### [EXCERPT PROVIDED]
=== Begin Enclosure ===

60 percent of my machines have only 128 megs, 30 percent have 256 and the remaining handful have between 512 and 4gigs. I think I would only be able to make use of it on about 10 boxes. But that is still better than nothing.

Kool! :|party|:

Ni, NI, and Ni! :D

Brian the Fist
07-20-2002, 03:23 PM
That's ashame, 2K1guy, since all 100 of our duals all have 512 MB.
It will be incorporated just as soon as I test it for a few months on our cluster - mwu-ha-ha-ha. :jester: But seiously, should be on next Tuesday.

Digital Parasite
07-20-2002, 03:56 PM
Originally posted by Brian the Fist
It will be incorporated just as soon as I test it for a few months on our cluster - mwu-ha-ha-ha. :jester: But seiously, should be on next Tuesday.

Howard, will this be an option on the client for those machines that can't handle using that much RAM? That is great for people with lots of RAM.

Jeff.

=== End Enclosure ===

### [ASSIGNMENT]
Rewrite the paragraph in the forum thread above that begins "60 percent of my machines" as a short bulleted list, keeping its main facts.

### [DATA]

=== Begin Enclosure ===

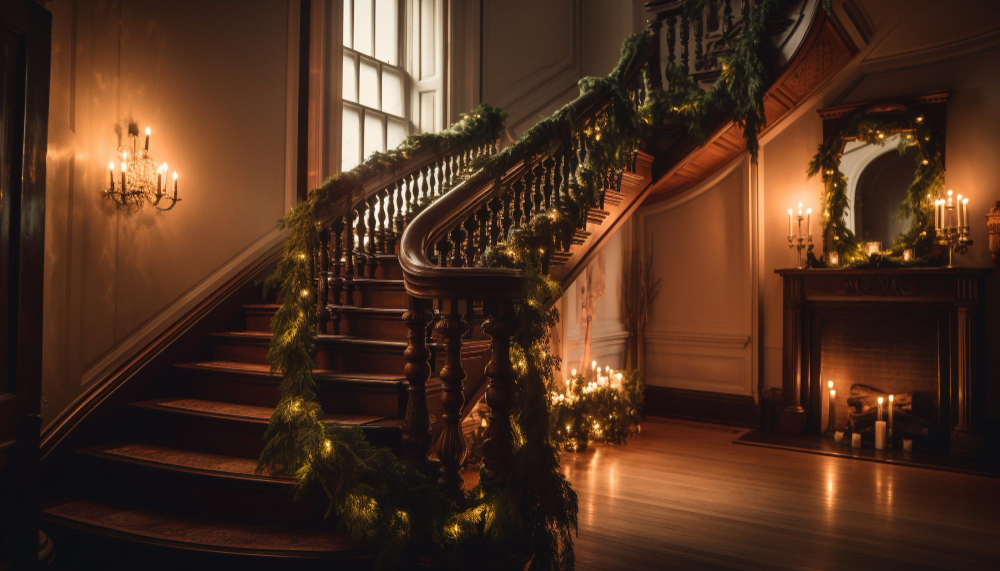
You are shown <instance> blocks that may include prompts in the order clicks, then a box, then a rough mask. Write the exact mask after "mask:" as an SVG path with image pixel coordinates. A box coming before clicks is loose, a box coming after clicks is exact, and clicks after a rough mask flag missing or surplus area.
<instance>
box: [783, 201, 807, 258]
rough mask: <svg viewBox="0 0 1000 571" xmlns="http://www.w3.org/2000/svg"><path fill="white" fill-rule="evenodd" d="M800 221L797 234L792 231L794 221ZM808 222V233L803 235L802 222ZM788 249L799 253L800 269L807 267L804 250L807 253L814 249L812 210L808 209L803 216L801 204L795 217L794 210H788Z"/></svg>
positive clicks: (798, 257) (806, 223)
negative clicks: (795, 220) (812, 221)
mask: <svg viewBox="0 0 1000 571" xmlns="http://www.w3.org/2000/svg"><path fill="white" fill-rule="evenodd" d="M793 220H796V221H798V230H797V233H794V232H793V231H792V221H793ZM803 220H804V221H805V222H806V233H805V234H803V233H802V221H803ZM788 248H789V249H791V248H795V249H796V251H797V253H798V258H799V265H798V269H800V270H801V269H802V268H803V267H805V265H804V263H803V261H802V250H806V252H811V251H812V248H813V243H812V208H807V209H806V213H805V216H803V215H802V203H801V202H800V203H799V213H798V215H794V214H793V212H792V209H791V208H789V209H788Z"/></svg>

=== End Enclosure ===

### [ANSWER TO THIS EXERCISE]
- 60 percent of the poster's machines have only 128 MB.
- 30 percent have 256 MB.
- The remaining handful have between 512 MB and 4 GB.
- It could be used on only about 10 boxes, which is still better than nothing.